GIVEN PASSAGE START

Trite. Simplistic. And yet, enormously true. It’s the thing that makes the thought of life after I pick up and move across the country chill the blood in my veins and is the genesis of so much doubt that creeps from my brain into my limbs until my hand and feet are cold with it.
When I was 18, I’d already been to college for a year, started the next year and dropped out. I had the realization that perhaps before spending more tuition money on something I wasn’t enjoying or taking seriously, I ought to figure out what I really wanted. Big ask for an 18 year old. The thought of moving back to Vegas permanently as a college dropout was … unappealing on several fronts, not the least of which was the optics of failure. I have no idea how I came up with the idea of moving to Vancouver Washington, but I did. This was old school, ya’ll. There was no internet to browse and learn about the place. It was the kind of old school where you’ve got to write the chamber of commerce to get them to send you info. I was so committed to the research that I got a couple of their papers delivered so I could see the job ads. I thought I was ready to pack up my little CRX and start over in this place I’d never been where I knew no one. Before I could pack up though, I had a friend point out that I was going to be the exact same person there that I was in Vegas.

GIVEN PASSAGE END

Answer these questions about the passage on moving above:
1. What does the thought of life after the move across the country do to the blood in the narrator's veins?
2. To which city did the narrator decide to move at 18?
3. What car did the narrator plan to pack up?

PROVIDED DATA START

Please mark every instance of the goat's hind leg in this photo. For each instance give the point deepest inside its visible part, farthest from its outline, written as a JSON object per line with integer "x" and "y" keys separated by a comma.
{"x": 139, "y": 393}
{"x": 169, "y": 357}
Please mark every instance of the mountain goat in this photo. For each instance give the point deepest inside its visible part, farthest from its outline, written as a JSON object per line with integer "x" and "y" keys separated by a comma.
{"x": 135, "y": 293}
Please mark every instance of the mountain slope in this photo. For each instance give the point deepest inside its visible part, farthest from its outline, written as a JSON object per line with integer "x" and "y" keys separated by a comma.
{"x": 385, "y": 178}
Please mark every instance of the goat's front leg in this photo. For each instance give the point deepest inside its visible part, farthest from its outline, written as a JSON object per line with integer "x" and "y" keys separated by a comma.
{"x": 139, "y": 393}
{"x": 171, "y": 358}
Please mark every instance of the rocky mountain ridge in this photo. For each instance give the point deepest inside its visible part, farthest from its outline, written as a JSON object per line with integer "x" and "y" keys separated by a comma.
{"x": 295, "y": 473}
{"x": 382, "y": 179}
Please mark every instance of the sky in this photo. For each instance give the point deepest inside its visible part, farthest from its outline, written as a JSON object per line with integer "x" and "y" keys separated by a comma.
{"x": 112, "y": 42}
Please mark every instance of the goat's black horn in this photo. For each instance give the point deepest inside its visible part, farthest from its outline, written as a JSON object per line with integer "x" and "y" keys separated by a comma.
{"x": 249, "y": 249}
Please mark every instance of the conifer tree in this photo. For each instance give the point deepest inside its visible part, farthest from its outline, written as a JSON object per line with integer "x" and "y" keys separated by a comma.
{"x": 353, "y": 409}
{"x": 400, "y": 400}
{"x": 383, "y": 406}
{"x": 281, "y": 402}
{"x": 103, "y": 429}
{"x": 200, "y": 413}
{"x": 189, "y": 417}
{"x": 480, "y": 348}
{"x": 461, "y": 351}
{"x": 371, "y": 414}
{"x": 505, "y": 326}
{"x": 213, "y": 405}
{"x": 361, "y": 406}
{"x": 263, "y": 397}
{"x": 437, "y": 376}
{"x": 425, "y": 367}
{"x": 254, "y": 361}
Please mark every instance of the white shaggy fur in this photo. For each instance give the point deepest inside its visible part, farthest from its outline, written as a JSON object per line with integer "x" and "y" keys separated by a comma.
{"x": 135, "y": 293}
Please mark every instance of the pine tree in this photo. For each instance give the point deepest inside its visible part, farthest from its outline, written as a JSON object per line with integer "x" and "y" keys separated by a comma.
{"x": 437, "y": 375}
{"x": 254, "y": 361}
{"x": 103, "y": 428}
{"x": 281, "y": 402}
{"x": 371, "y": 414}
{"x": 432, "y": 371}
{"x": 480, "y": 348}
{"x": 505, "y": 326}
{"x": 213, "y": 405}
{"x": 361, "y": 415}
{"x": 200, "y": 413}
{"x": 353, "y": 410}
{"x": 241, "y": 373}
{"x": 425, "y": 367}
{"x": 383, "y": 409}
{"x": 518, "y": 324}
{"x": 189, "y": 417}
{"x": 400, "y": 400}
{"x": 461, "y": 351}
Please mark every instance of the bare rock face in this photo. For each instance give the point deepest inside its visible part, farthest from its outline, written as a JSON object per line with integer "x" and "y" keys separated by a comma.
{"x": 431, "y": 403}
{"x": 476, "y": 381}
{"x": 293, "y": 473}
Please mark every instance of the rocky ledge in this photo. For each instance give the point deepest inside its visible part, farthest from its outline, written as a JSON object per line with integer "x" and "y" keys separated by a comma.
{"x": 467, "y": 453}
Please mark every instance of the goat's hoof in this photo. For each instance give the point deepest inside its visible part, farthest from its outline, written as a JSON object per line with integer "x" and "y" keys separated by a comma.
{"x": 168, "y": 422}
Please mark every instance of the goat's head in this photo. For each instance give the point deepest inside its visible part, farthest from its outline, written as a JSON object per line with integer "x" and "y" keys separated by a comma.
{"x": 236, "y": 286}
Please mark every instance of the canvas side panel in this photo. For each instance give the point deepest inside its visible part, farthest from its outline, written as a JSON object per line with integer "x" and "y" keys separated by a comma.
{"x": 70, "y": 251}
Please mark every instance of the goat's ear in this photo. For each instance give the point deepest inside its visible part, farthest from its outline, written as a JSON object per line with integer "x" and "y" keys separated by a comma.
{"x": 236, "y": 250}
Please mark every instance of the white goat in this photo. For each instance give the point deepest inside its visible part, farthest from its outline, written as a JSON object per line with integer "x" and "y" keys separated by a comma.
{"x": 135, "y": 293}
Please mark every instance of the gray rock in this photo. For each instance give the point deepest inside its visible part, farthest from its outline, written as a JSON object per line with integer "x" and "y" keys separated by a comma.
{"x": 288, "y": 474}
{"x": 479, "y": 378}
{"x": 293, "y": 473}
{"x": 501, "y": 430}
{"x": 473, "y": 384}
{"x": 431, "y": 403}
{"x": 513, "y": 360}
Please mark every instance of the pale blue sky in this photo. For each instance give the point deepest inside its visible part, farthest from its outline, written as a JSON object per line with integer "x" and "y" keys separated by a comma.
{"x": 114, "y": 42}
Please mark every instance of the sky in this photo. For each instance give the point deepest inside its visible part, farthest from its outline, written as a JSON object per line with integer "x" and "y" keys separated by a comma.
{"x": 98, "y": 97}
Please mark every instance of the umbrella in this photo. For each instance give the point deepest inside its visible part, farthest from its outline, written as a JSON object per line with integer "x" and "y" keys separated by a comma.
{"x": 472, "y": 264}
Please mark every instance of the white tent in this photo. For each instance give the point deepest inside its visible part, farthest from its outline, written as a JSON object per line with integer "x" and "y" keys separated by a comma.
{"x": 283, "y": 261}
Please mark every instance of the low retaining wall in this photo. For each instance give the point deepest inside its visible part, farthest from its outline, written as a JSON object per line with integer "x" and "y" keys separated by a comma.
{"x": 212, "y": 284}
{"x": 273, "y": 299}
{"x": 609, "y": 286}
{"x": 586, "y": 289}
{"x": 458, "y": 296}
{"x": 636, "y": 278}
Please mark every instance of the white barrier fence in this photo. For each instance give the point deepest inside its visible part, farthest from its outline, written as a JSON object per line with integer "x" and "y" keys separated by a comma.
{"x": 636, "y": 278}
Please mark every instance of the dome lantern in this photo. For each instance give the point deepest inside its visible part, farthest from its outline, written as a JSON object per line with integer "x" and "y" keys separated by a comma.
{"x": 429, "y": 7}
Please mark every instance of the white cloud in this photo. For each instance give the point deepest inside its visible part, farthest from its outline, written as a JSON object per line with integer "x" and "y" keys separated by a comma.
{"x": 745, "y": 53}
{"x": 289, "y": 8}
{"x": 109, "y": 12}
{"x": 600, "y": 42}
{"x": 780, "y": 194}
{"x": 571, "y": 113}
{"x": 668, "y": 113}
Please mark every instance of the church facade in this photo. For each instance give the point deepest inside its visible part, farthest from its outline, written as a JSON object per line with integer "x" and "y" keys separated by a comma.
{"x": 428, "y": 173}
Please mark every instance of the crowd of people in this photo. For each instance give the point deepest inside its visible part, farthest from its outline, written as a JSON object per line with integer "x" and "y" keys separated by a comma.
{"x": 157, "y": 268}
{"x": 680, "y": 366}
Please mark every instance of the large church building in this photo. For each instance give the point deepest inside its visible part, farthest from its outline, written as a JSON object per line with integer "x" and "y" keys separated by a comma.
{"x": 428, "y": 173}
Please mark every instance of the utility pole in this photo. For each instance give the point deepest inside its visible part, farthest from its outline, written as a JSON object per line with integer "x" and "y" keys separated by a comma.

PROVIDED DATA END

ANSWER:
1. It chills it.
2. Vancouver, Washington.
3. A little CRX.